→ **What you are asked to do**
Transcribe nothing but the lines from the one with "# test: put a marker on the water reflection, one" to the end of the entries, both included, keeping each exact and leaving every picture out.

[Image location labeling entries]
[start]

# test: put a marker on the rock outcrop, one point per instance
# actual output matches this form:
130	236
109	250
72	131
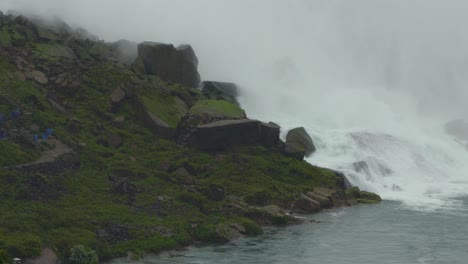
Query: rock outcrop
47	257
169	63
222	134
221	91
159	127
298	143
370	166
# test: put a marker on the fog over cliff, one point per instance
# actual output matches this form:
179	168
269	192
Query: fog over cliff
340	68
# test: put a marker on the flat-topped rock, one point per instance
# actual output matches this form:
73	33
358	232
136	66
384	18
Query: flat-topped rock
224	133
221	91
169	63
298	143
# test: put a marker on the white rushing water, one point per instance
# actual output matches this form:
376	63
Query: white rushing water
371	80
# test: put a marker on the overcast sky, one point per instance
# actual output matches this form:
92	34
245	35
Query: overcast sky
293	50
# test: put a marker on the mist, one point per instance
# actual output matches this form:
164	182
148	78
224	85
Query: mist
337	67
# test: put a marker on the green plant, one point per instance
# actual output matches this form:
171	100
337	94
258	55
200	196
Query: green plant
3	257
81	255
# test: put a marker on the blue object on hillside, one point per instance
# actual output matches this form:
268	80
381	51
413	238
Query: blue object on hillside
15	114
3	134
49	131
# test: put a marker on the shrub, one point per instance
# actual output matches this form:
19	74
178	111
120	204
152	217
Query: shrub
3	257
81	255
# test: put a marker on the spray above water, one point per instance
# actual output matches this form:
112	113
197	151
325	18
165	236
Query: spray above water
373	81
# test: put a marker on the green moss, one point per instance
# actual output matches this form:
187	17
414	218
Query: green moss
217	108
13	154
5	39
251	228
21	244
168	108
153	210
54	50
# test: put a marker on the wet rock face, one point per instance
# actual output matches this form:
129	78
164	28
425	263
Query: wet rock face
169	63
47	257
299	144
221	91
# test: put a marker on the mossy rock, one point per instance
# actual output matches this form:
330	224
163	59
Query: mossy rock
217	108
159	102
5	38
55	50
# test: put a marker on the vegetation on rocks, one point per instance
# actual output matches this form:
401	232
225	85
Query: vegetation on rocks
123	188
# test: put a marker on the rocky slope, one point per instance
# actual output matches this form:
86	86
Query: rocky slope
115	147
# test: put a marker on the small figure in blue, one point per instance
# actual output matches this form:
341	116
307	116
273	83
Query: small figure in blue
3	134
49	131
15	114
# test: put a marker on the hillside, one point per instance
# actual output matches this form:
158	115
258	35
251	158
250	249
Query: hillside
115	147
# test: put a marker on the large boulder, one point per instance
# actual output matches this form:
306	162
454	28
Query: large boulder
269	133
160	128
298	143
220	91
224	133
305	204
169	63
47	257
371	166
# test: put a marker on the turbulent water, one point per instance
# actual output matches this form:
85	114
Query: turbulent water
373	81
385	233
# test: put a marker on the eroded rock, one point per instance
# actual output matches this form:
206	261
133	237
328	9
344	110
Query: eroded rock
171	64
298	143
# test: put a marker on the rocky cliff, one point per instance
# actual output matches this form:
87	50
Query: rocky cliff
115	147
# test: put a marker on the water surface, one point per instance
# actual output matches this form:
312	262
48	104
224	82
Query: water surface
385	233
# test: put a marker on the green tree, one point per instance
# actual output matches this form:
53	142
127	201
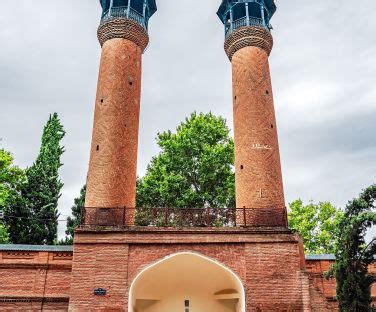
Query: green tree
12	178
42	190
354	255
194	167
316	224
75	220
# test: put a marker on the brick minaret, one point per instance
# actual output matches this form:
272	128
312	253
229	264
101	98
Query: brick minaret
111	180
257	161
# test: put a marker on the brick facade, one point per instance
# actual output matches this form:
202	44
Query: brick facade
269	263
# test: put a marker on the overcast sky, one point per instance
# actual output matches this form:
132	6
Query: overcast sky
323	73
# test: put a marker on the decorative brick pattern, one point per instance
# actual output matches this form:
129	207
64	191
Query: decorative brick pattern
123	28
38	283
250	36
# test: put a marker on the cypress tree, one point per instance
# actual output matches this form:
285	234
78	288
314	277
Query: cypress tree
16	224
43	187
354	255
75	220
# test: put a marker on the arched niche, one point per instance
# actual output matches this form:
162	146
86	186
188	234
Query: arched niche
186	282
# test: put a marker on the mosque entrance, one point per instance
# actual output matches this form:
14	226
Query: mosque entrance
186	282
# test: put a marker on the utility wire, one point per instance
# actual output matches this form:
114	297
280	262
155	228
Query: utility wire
34	218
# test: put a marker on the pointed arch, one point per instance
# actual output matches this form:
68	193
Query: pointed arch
186	278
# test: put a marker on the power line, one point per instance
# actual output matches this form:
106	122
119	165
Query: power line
34	218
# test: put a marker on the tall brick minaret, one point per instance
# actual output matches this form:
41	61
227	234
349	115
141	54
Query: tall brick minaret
111	180
248	44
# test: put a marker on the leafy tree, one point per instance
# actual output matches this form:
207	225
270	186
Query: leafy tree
12	179
75	220
354	255
316	224
4	237
194	167
42	191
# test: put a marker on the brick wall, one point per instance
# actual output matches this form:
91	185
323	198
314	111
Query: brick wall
269	264
35	279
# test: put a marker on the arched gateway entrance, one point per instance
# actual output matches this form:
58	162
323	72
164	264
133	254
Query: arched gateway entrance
186	282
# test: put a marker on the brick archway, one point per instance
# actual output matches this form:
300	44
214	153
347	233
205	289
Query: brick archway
186	281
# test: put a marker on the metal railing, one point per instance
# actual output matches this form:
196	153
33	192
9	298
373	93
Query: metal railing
122	12
243	22
183	217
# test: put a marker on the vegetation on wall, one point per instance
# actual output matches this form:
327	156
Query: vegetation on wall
194	167
354	255
316	224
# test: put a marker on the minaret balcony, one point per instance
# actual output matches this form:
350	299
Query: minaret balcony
124	13
245	22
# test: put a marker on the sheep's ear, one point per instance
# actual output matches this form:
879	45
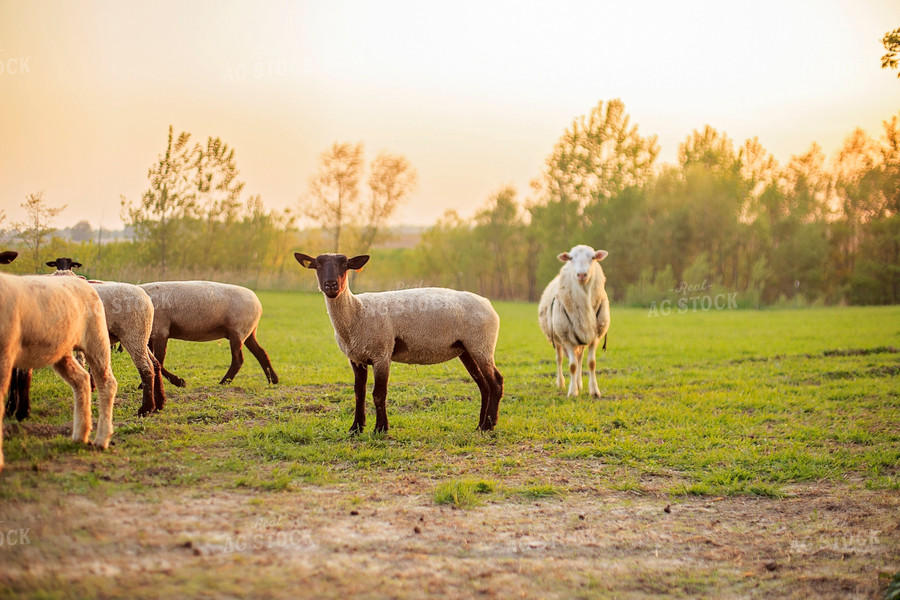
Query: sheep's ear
356	263
306	261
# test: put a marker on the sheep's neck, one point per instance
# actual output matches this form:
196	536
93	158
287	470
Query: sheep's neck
344	311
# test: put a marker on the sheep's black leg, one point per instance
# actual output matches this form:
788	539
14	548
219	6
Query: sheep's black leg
140	356
159	394
237	357
23	390
261	356
361	374
158	348
19	400
12	399
483	385
497	394
382	372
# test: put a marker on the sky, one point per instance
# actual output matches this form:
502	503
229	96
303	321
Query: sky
474	94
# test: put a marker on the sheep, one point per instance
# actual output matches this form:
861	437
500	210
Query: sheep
42	320
202	311
129	317
415	326
574	313
21	379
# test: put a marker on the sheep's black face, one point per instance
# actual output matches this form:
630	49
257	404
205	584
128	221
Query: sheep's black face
331	270
332	273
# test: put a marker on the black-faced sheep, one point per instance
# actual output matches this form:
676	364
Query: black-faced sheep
17	403
42	320
415	326
129	317
574	314
202	311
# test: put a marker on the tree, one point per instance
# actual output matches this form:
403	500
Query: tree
159	216
36	230
81	231
498	229
391	179
334	190
891	41
598	155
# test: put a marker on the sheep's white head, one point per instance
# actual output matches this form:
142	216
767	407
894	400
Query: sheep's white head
331	270
582	258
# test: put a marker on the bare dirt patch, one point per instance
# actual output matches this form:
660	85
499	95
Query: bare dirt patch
391	540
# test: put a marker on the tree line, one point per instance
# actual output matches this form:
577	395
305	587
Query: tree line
726	216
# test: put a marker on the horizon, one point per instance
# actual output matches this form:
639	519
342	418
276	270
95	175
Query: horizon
474	96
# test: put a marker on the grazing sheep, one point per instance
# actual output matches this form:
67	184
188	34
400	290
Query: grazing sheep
16	403
574	313
42	320
129	317
415	326
202	311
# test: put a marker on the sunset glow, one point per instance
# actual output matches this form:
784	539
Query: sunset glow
474	94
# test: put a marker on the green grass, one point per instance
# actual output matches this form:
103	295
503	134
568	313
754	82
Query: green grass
715	403
462	493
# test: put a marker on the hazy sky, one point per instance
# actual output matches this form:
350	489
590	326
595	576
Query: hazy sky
474	93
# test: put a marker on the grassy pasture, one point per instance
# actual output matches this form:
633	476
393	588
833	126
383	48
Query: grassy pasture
774	415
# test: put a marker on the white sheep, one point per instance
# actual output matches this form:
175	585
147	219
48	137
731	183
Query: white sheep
202	311
421	326
129	318
574	313
42	320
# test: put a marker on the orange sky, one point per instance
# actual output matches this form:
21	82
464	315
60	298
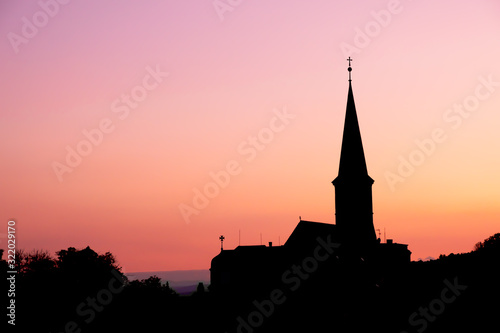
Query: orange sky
158	97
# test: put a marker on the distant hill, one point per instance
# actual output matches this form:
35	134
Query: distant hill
183	282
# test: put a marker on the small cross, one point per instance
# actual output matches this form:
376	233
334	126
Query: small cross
221	241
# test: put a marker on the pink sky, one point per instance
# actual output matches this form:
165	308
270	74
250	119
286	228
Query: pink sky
229	75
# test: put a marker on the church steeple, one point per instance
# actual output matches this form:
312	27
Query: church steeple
353	193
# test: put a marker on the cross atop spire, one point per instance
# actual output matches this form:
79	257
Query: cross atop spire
349	68
221	241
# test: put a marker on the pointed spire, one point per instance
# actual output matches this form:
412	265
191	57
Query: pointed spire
352	156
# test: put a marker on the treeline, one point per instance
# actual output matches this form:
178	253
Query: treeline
80	290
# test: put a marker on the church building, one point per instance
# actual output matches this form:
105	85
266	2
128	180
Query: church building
260	265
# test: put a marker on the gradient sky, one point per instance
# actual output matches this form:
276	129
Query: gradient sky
229	73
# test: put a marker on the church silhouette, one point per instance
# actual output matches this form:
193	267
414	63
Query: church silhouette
248	269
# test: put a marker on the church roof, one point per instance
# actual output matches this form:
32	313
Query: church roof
306	233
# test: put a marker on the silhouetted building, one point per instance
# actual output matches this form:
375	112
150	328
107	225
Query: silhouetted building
247	267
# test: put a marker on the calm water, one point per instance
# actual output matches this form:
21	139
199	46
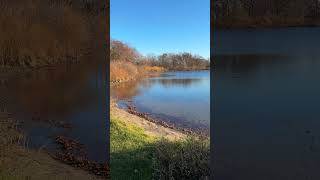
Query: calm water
182	98
266	115
72	94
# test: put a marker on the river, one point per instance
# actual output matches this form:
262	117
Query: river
180	98
266	104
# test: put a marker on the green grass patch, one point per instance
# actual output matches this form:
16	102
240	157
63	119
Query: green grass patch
135	155
131	151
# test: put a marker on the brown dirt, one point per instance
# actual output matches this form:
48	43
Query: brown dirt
150	128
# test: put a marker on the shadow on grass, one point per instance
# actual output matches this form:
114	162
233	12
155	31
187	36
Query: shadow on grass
135	155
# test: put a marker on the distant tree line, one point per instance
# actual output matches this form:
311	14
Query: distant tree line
120	51
90	6
275	10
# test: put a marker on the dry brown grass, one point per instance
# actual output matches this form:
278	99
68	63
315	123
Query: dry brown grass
123	71
37	33
154	69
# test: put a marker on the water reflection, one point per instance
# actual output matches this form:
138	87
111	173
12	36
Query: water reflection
72	94
167	83
181	98
266	100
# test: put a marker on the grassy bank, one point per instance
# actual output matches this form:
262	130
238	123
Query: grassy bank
19	163
137	153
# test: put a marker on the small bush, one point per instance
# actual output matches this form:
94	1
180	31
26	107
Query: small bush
184	159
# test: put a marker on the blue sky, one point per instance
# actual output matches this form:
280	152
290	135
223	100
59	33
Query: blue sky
159	26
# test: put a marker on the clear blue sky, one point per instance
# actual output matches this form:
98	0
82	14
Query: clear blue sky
159	26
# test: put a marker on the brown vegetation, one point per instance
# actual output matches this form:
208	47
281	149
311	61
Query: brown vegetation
265	13
44	32
128	64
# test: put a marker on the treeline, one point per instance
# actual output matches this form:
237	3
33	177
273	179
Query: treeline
231	13
183	61
39	33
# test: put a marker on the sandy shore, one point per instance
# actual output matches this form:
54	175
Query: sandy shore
150	128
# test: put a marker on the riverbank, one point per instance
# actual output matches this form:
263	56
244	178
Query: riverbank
141	149
17	162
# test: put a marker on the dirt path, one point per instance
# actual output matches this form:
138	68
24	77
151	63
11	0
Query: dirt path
150	128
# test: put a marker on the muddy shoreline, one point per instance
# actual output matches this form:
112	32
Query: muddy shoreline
131	109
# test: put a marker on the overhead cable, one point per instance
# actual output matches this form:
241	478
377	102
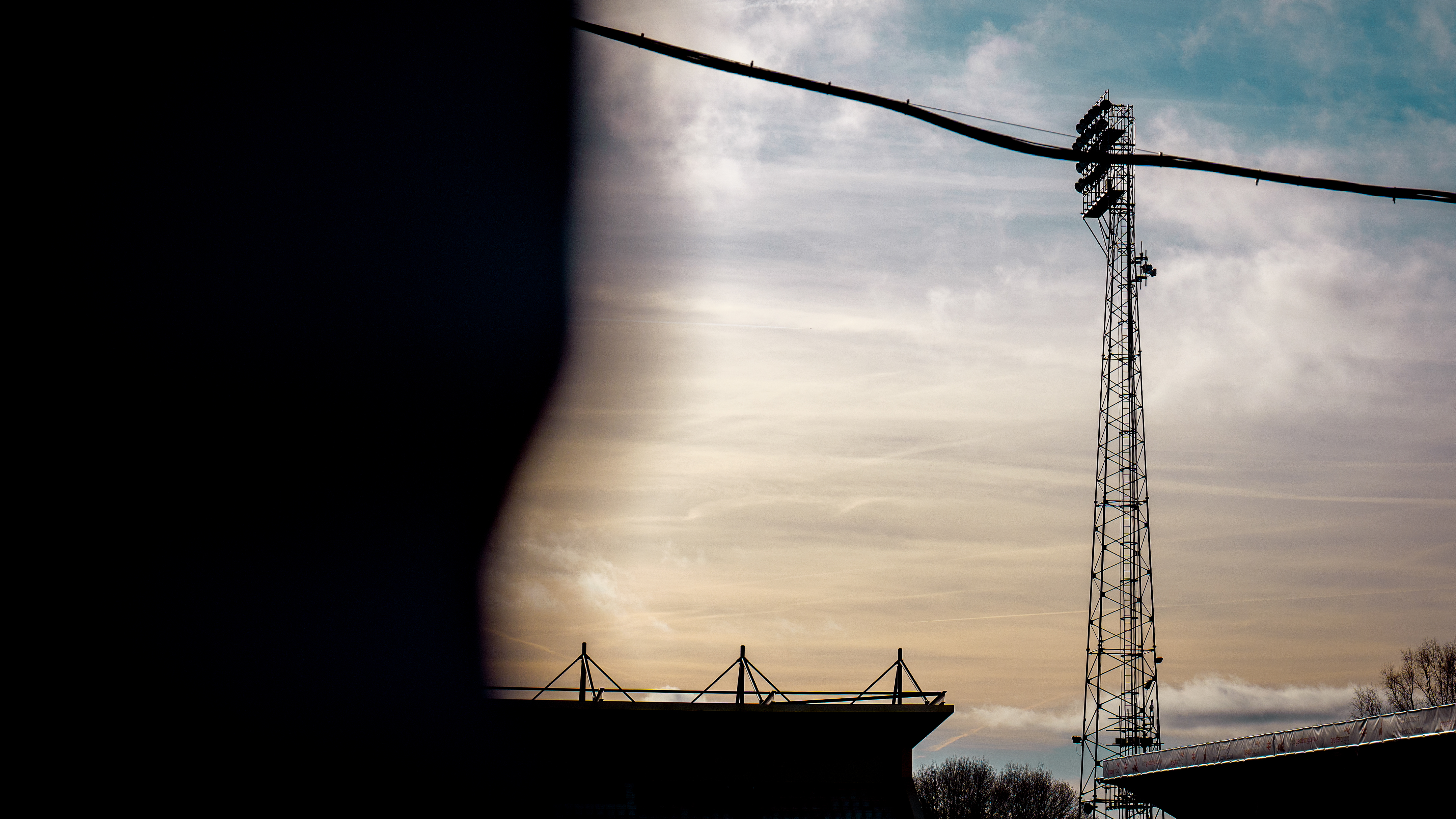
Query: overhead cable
1005	140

[end]

→ **Full response**
# test: put a marker on the water reflection, one point per instance
# actual output matches this form:
138	87
111	173
12	36
Query: water reflection
72	94
167	83
181	98
266	100
# test: put a marker on the grassy bank, one point per instance
# actual output matches this form:
262	130
238	123
Query: grassy bank
19	163
137	153
# test: put a marker on the small bush, one point per instance
# actual output matches this form:
94	1
180	31
26	107
Query: small bush
184	159
# test: put a marker on the blue sky, one point per instance
# actual output matches this form:
280	152
290	135
223	100
59	33
Query: blue sky
159	26
# test: put a marker on the clear blue sky, one point per instance
# actual output matches this form:
98	0
82	14
Query: clear blue sky
159	26
# test: put a marker on the brown vegetation, one point per instance
# actual output matches this form:
208	47
281	149
311	61
Query: brown vegetation
265	13
44	32
128	64
# test: put a marker on the treeline, one point per instance
# actual output matches this form:
237	3
33	177
273	179
Query: treeline
231	13
183	61
39	33
# test: put a marker on the sandy shore, one point per instance
# actual output matches this form:
54	175
Query: sandy shore
150	128
# test: put a marker on the riverbank, one point per instance
# actual output matches this form:
263	56
244	178
Query: riverbank
141	149
17	162
# test: put a marker on the dirt path, one point per instance
# actual output matches this form:
138	68
24	77
151	63
11	0
Query: dirt path
150	128
# test: put a marker on the muddy shoreline, one point per instance
# actual output matches this form:
112	32
Query: muddy shoreline
131	109
# test: put a marker on the overhead cable, one point per instance
# actual output matches this form:
241	478
377	102
Query: overhead cable
1005	140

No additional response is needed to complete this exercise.